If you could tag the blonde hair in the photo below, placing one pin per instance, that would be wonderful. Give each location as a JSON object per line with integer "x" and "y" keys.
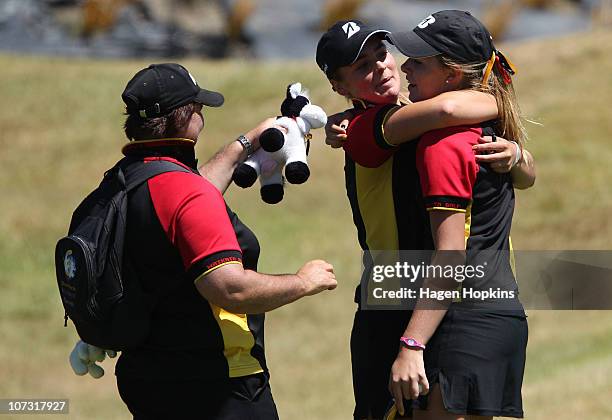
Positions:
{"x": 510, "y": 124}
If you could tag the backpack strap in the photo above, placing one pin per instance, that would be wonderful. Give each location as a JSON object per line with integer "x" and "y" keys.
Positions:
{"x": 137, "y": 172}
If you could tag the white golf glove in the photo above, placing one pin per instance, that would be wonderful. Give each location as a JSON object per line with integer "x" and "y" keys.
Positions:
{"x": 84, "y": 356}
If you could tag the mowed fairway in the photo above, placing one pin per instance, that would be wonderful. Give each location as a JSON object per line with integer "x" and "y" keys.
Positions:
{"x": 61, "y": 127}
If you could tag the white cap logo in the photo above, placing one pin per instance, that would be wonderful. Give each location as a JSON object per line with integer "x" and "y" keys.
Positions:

---

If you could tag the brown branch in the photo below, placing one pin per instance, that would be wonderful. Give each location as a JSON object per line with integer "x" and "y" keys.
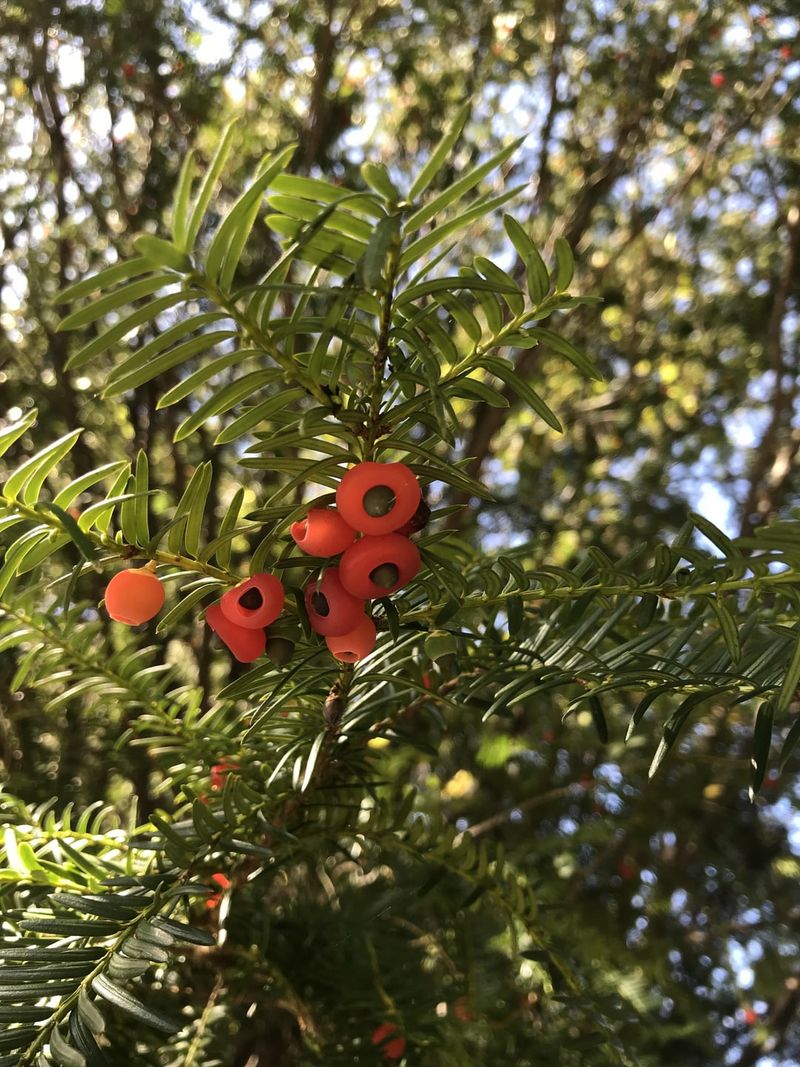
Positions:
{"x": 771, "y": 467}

* [GIVEN REQUEST]: Count the lines of the material above that contain the word "white", matching case exactly, and reply with only that number.

* [ANSWER TO THIS PROBLEM]: 2